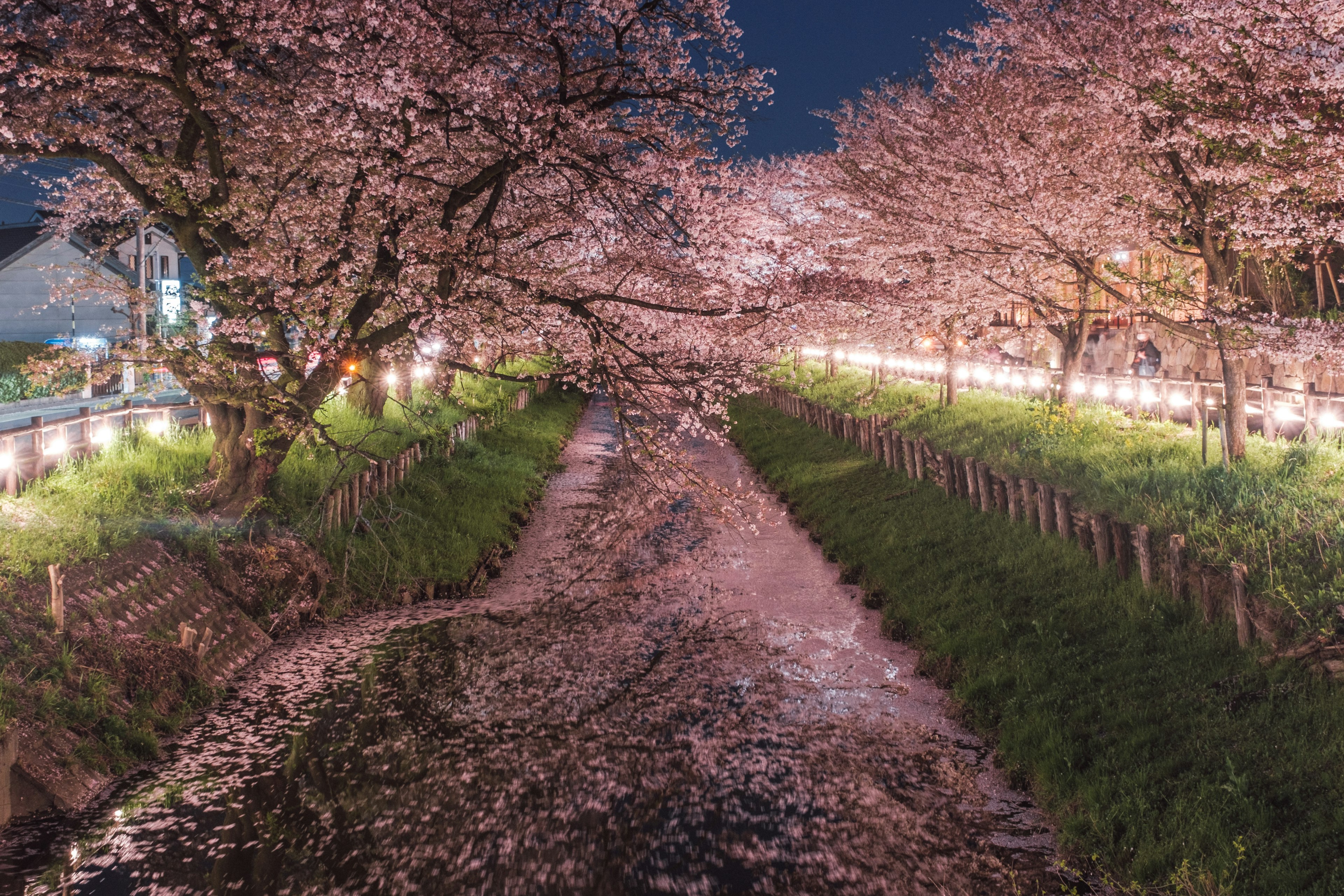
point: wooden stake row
(347, 500)
(1041, 506)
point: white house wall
(26, 290)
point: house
(37, 266)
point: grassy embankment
(1280, 511)
(15, 385)
(1160, 747)
(437, 524)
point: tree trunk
(949, 371)
(1234, 398)
(245, 457)
(369, 391)
(1073, 339)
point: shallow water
(652, 699)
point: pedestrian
(1147, 358)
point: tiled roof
(14, 240)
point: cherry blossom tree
(350, 181)
(991, 178)
(1209, 89)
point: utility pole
(138, 315)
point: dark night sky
(822, 51)
(828, 50)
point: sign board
(170, 299)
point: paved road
(14, 417)
(652, 698)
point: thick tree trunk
(245, 457)
(949, 373)
(369, 391)
(1073, 339)
(1234, 398)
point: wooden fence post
(1123, 546)
(11, 475)
(1101, 539)
(1240, 609)
(1143, 540)
(1030, 510)
(1046, 504)
(1064, 516)
(1268, 409)
(57, 605)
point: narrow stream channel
(652, 699)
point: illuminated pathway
(648, 700)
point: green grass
(1280, 511)
(449, 512)
(1151, 737)
(312, 467)
(92, 507)
(436, 526)
(143, 483)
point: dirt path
(647, 700)
(834, 643)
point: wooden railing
(1272, 410)
(29, 453)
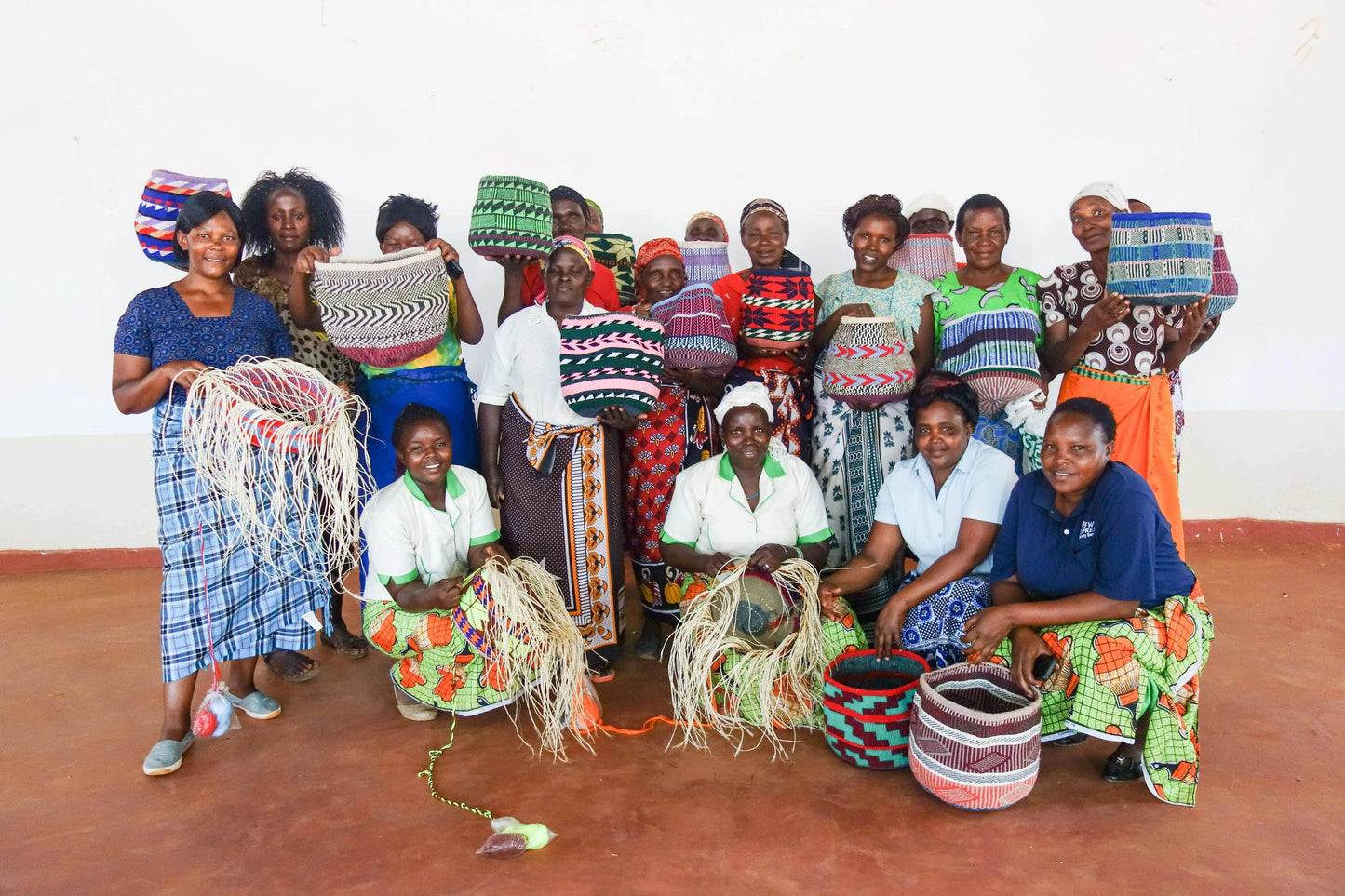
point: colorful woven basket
(779, 308)
(868, 359)
(695, 331)
(156, 221)
(611, 359)
(867, 702)
(925, 255)
(1161, 259)
(383, 311)
(511, 217)
(616, 253)
(705, 261)
(975, 742)
(996, 352)
(1224, 291)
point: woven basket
(705, 261)
(996, 352)
(925, 255)
(616, 253)
(1224, 291)
(695, 331)
(383, 311)
(1161, 259)
(511, 217)
(867, 702)
(868, 359)
(156, 220)
(975, 742)
(779, 308)
(611, 359)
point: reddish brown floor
(326, 798)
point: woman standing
(986, 283)
(1117, 353)
(438, 377)
(679, 432)
(785, 371)
(556, 475)
(283, 214)
(165, 340)
(857, 443)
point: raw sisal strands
(787, 679)
(276, 443)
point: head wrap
(1107, 190)
(763, 205)
(655, 247)
(710, 216)
(577, 245)
(746, 395)
(931, 201)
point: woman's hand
(984, 631)
(1025, 648)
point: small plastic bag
(513, 838)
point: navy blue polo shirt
(1117, 541)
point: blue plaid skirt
(934, 627)
(251, 608)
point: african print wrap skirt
(251, 608)
(562, 507)
(677, 434)
(1110, 673)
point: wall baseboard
(1197, 531)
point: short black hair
(417, 213)
(416, 413)
(885, 206)
(940, 385)
(201, 207)
(1095, 410)
(326, 229)
(976, 204)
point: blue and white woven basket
(1161, 259)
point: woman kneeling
(758, 502)
(426, 531)
(1085, 573)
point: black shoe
(1121, 769)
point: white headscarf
(1109, 190)
(933, 201)
(746, 395)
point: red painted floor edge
(1204, 530)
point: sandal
(284, 665)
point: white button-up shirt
(709, 512)
(976, 488)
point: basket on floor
(925, 255)
(1161, 259)
(511, 217)
(975, 742)
(156, 220)
(867, 359)
(611, 359)
(867, 702)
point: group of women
(1081, 560)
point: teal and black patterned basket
(511, 217)
(1161, 259)
(867, 702)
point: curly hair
(327, 228)
(885, 206)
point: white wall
(658, 111)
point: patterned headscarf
(652, 249)
(763, 205)
(577, 245)
(709, 216)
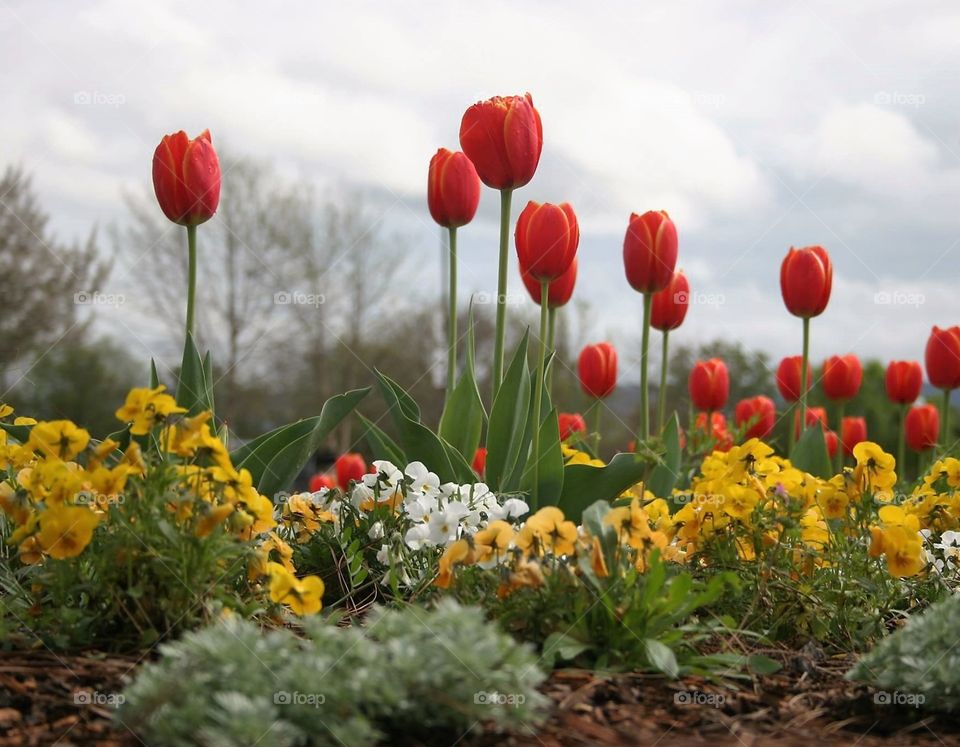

Challenge: Reproduce the entire listing above line for line, without the pictures.

Written reply:
point: wooden stake row
(347, 500)
(1041, 506)
point: white house wall
(26, 290)
point: house
(37, 266)
point: grassy embankment
(1280, 511)
(15, 385)
(1160, 747)
(437, 524)
point: tree trunk
(949, 371)
(1234, 398)
(245, 457)
(369, 391)
(1073, 339)
point: shallow water
(652, 699)
point: pedestrian
(1147, 358)
point: tiled roof
(14, 240)
point: cherry blossom tree
(350, 181)
(991, 178)
(1209, 89)
point: utility pole
(138, 315)
point: dark night sky
(822, 51)
(828, 50)
point: sign board
(170, 299)
point: paved road
(14, 417)
(652, 698)
point: thick tree trunk
(245, 457)
(949, 373)
(369, 391)
(1073, 339)
(1234, 398)
point: wooden fence post
(1123, 546)
(11, 475)
(1101, 539)
(1240, 609)
(1143, 540)
(1030, 510)
(1046, 504)
(1064, 516)
(1268, 409)
(57, 605)
point: narrow stream channel
(652, 699)
point: illuminated pathway
(648, 700)
point: green grass
(1280, 511)
(449, 512)
(1151, 737)
(312, 467)
(92, 507)
(436, 526)
(143, 483)
point: dirt path
(647, 700)
(834, 643)
point: wooden railing
(1272, 410)
(29, 453)
point: colorful woven basket
(779, 308)
(868, 359)
(695, 331)
(156, 221)
(611, 359)
(867, 702)
(925, 255)
(1161, 259)
(383, 311)
(511, 217)
(616, 253)
(705, 261)
(975, 742)
(996, 352)
(1224, 291)
point: woven basket
(705, 261)
(996, 352)
(925, 255)
(616, 253)
(1224, 291)
(695, 331)
(383, 311)
(1161, 259)
(511, 217)
(867, 702)
(868, 359)
(156, 220)
(975, 742)
(779, 308)
(611, 359)
point: reddish brown floor
(326, 798)
point: woman standing
(986, 283)
(1117, 353)
(438, 377)
(679, 432)
(785, 371)
(556, 475)
(283, 214)
(165, 340)
(857, 443)
point: raw sisal strands
(787, 679)
(276, 443)
point: head wrap
(1107, 190)
(763, 205)
(655, 247)
(710, 216)
(577, 245)
(746, 395)
(931, 201)
point: woman's hand
(984, 631)
(1025, 648)
point: small plastic bag
(513, 838)
point: navy blue polo shirt
(1117, 541)
point: blue plaid skirt
(934, 627)
(251, 608)
point: african print wrap skirt
(251, 608)
(562, 507)
(677, 434)
(1110, 673)
point: wall baseboard
(1197, 531)
point: short black hair
(417, 213)
(416, 413)
(885, 206)
(940, 385)
(201, 207)
(1095, 410)
(326, 229)
(976, 204)
point: blue and white woven basket
(1161, 259)
point: woman kneeling
(758, 502)
(426, 531)
(1085, 573)
point: black shoe
(1121, 769)
point: white headscarf
(1109, 190)
(933, 201)
(746, 395)
point: red painted floor edge
(1204, 530)
point: sandal
(284, 665)
point: white button-up shirt
(709, 512)
(976, 488)
point: basket on floor
(925, 255)
(1161, 259)
(511, 217)
(975, 742)
(156, 220)
(867, 359)
(611, 359)
(867, 702)
point: group of women
(1081, 560)
point: teal and black patterned basket
(511, 217)
(1161, 259)
(867, 702)
point: curly hair
(327, 228)
(885, 206)
point: white wall
(658, 111)
point: patterned headscarf
(652, 249)
(763, 205)
(577, 245)
(709, 216)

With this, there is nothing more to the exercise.